- _Aim of the exercise_: Edit the items below, replacing "integer pairs" with "coordinate pairs" and leaving everything else as it is.

## BEGIN Working data

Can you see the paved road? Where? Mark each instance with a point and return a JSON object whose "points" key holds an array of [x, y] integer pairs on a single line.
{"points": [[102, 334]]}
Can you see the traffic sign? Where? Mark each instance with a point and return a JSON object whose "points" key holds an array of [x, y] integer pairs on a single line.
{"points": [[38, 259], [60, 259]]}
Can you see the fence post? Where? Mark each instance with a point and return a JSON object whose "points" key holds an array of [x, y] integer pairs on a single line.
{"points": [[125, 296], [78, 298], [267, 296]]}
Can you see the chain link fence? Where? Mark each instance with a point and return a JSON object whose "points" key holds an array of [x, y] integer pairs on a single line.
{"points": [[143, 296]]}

## END Working data

- _Output of the exercise_:
Can you see the paved road? Where? Mark each instance with a point and return a JSON object whose "points" key holds an array of [x, y] coordinate pairs on a single line.
{"points": [[102, 334]]}
Can you see the traffic sign? Where? Mark each instance with a point and return a JSON object whose "points" key holds an array of [x, y] coordinate pairs on a single line.
{"points": [[38, 259], [60, 259]]}
Can you see the fence post? Where? Mark each instance with a point and return a JSON object whose "points" key holds an array of [x, y] coordinate pairs on a single line.
{"points": [[125, 296], [78, 298], [267, 296]]}
Can you see the chain link fence? Where? Mark each instance with a point and return a JSON object whose "points" key holds an array of [x, y] coordinate pairs on a single line.
{"points": [[143, 296]]}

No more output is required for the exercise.